Recast all of the data below as a Markdown table with the columns "Row" and "Line," numbering each line in order and skipping blank lines. Leave the pictures out of the table.

— Begin RECORDED DATA —

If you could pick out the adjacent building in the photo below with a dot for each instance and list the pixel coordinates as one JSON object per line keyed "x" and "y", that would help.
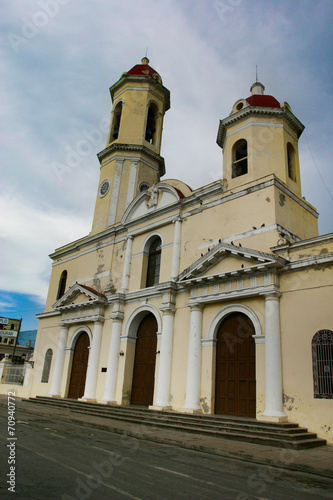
{"x": 213, "y": 300}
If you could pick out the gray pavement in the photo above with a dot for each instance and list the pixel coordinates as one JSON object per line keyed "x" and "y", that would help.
{"x": 318, "y": 461}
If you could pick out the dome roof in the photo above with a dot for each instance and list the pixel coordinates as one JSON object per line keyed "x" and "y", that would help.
{"x": 266, "y": 101}
{"x": 144, "y": 69}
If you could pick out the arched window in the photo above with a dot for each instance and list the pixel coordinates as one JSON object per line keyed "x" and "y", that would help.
{"x": 62, "y": 284}
{"x": 151, "y": 124}
{"x": 116, "y": 121}
{"x": 322, "y": 363}
{"x": 291, "y": 156}
{"x": 47, "y": 366}
{"x": 239, "y": 158}
{"x": 154, "y": 263}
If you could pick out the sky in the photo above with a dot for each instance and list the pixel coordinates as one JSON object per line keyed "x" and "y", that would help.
{"x": 58, "y": 59}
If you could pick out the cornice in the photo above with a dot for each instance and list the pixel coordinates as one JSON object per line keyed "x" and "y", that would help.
{"x": 283, "y": 113}
{"x": 303, "y": 244}
{"x": 135, "y": 148}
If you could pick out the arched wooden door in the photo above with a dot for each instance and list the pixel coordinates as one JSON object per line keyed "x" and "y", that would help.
{"x": 235, "y": 390}
{"x": 79, "y": 367}
{"x": 144, "y": 363}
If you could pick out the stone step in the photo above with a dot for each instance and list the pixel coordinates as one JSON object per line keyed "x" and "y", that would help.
{"x": 284, "y": 435}
{"x": 144, "y": 412}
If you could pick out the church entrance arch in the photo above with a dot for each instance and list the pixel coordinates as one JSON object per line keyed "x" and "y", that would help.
{"x": 144, "y": 363}
{"x": 235, "y": 385}
{"x": 79, "y": 367}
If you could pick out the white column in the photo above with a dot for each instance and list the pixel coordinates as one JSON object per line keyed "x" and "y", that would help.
{"x": 273, "y": 361}
{"x": 162, "y": 398}
{"x": 113, "y": 359}
{"x": 127, "y": 264}
{"x": 176, "y": 249}
{"x": 92, "y": 370}
{"x": 193, "y": 377}
{"x": 59, "y": 363}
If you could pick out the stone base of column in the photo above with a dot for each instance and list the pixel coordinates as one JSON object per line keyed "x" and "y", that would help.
{"x": 159, "y": 408}
{"x": 191, "y": 411}
{"x": 275, "y": 417}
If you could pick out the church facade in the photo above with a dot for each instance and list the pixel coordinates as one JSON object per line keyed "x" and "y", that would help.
{"x": 214, "y": 300}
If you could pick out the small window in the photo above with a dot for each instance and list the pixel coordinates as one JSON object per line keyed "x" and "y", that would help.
{"x": 239, "y": 158}
{"x": 144, "y": 186}
{"x": 47, "y": 366}
{"x": 62, "y": 285}
{"x": 322, "y": 362}
{"x": 116, "y": 121}
{"x": 291, "y": 156}
{"x": 151, "y": 126}
{"x": 154, "y": 263}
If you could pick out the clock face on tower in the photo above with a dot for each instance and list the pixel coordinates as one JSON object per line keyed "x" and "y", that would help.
{"x": 104, "y": 187}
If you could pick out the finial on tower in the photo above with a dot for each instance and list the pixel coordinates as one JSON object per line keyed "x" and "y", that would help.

— End RECORDED DATA —

#### FINAL RESULT:
| Row | Line |
|---|---|
| 1 | If you could pick out the adjacent building in the photo below with a dot for each instance and list the pixel coordinates as one JSON object per line keyed "x" and "y", that would help. |
| 2 | {"x": 213, "y": 300} |
| 3 | If you could pick out the gray pavement in the photo above with a dot for each instance and list the pixel coordinates as one JSON object per line keyed "x" and "y", that would help. |
| 4 | {"x": 318, "y": 461} |
| 5 | If you could pick out the dome roof in the photo above with a dot for each instance and list the pixel coordinates as one JSON object per line keyed "x" and "y", that would help. |
| 6 | {"x": 266, "y": 101} |
| 7 | {"x": 144, "y": 69} |
| 8 | If you could pick out the arched window in the photo above with a dot for each instance and list the pixel coordinates as one JSON object per line keyed "x" and "y", that would help. |
| 9 | {"x": 62, "y": 284} |
| 10 | {"x": 151, "y": 124} |
| 11 | {"x": 116, "y": 121} |
| 12 | {"x": 322, "y": 363} |
| 13 | {"x": 291, "y": 156} |
| 14 | {"x": 47, "y": 366} |
| 15 | {"x": 239, "y": 158} |
| 16 | {"x": 154, "y": 263} |
| 17 | If you could pick out the sky in the photo above with a dot for each instance and list the pixel coordinates as one JSON object per line keyed "x" and "y", that would help. |
| 18 | {"x": 58, "y": 59} |
| 19 | If you could pick out the cornice in the photo above with a dot for each instance and list the pixel coordinates as one JSON object per line keyed "x" and "y", that would help. |
| 20 | {"x": 283, "y": 113} |
| 21 | {"x": 303, "y": 244} |
| 22 | {"x": 135, "y": 148} |
| 23 | If you could pick out the arched wooden door in the photo above with a dot for each instance and list the pixel coordinates as one JSON object per line keyed "x" and "y", that would help. |
| 24 | {"x": 235, "y": 390} |
| 25 | {"x": 79, "y": 367} |
| 26 | {"x": 144, "y": 363} |
| 27 | If you could pick out the stone step in the photo above with a dot for each instance and list the pixel coordinates as one JSON object per line keyed "x" and "y", that would help. |
| 28 | {"x": 284, "y": 435} |
| 29 | {"x": 144, "y": 412} |
| 30 | If you could pick out the church entrance arch in the photo above with a dot for each instance and list the pixel coordinates as one JSON object per line keyed "x" and "y", that would help. |
| 31 | {"x": 144, "y": 363} |
| 32 | {"x": 235, "y": 385} |
| 33 | {"x": 79, "y": 367} |
| 34 | If you could pick out the white column in the photo above with a dot for each instance and list the pixel coordinates as one JSON object per line keyed "x" and "y", that would help. |
| 35 | {"x": 273, "y": 361} |
| 36 | {"x": 162, "y": 398} |
| 37 | {"x": 113, "y": 359} |
| 38 | {"x": 127, "y": 264} |
| 39 | {"x": 176, "y": 249} |
| 40 | {"x": 92, "y": 370} |
| 41 | {"x": 193, "y": 377} |
| 42 | {"x": 59, "y": 363} |
| 43 | If you could pick out the stone base of column in the photo above with a dot for each instance and list the pixel coordinates as one JSON object per line keyed "x" and "y", that would help. |
| 44 | {"x": 159, "y": 408} |
| 45 | {"x": 191, "y": 411} |
| 46 | {"x": 275, "y": 417} |
| 47 | If you could pick out the church facade in the photo above with a dot for each instance and list the pixel coordinates as one JSON object per line keyed "x" and "y", that would help. |
| 48 | {"x": 214, "y": 300} |
| 49 | If you could pick out the small window in the photo above with a dot for each instance and list the pixel coordinates as one JSON object per line keyed "x" and "y", that would help. |
| 50 | {"x": 239, "y": 158} |
| 51 | {"x": 144, "y": 186} |
| 52 | {"x": 47, "y": 366} |
| 53 | {"x": 62, "y": 285} |
| 54 | {"x": 322, "y": 362} |
| 55 | {"x": 116, "y": 121} |
| 56 | {"x": 291, "y": 156} |
| 57 | {"x": 151, "y": 126} |
| 58 | {"x": 154, "y": 263} |
| 59 | If you could pick out the clock face on tower in the photo above with a dot for each instance and list the pixel coordinates as one JSON object per line keyed "x" and "y", that would help. |
| 60 | {"x": 104, "y": 187} |
| 61 | If you could pick out the finial on tower in the photo above with a dot for each instance and list the pixel coordinates as one JSON object per line keyed "x" and "y", that would help. |